DATA EXTRACT:
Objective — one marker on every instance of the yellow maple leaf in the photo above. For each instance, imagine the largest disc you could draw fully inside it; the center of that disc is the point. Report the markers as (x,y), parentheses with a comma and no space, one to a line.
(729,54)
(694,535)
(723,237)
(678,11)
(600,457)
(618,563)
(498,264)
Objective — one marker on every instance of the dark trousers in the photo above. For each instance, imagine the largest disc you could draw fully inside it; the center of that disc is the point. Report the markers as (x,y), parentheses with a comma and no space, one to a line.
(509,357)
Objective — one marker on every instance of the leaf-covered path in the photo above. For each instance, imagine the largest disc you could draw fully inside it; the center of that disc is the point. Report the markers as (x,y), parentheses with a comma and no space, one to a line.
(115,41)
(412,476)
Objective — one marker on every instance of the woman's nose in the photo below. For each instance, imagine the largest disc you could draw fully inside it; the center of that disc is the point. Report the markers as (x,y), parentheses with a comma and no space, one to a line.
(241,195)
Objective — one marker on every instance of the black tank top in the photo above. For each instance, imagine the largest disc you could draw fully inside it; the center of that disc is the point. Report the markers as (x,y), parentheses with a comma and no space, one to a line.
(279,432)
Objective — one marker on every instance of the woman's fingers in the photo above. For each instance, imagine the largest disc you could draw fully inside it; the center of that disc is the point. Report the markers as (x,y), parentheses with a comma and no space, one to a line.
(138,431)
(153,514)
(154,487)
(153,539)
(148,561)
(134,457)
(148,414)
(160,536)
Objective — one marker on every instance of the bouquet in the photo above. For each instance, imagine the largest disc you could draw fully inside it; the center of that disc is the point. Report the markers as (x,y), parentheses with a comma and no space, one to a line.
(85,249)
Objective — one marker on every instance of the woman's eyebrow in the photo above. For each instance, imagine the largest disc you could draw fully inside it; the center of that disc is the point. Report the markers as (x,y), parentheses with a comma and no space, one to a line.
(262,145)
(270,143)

REQUIREMENT: Reproduce only those lines of the entries above that run from the line with "Objective — one marker on every instance of the woman's fingers" to the final line.

OUTPUT BELOW:
Objective — one marker on every instance of the woman's fingers in the photo above. For each instance, imagine the largest disc you could draw fully inside it; the center of that disc is the point. Report the markers as (x,y), parentheses with a comma and no space, one to a line.
(138,431)
(153,514)
(154,487)
(153,539)
(148,561)
(134,457)
(148,414)
(160,536)
Objective — one marker on every instance of the bouquet in the photo above. For each instance, imagine the largest disc you could draw fully inside it; the center of that disc is the point. Report the markers as (x,y), parentheses with a comma and no space, one to a line.
(85,249)
Objective — one marker on every instance of the woman's eyebrow in the photo above. For each instance, imagine the largest disc you could draw fully inside it; the center of that disc is the point. Report the markers as (x,y), parentheses with a comma and no space, one to a line.
(262,145)
(270,143)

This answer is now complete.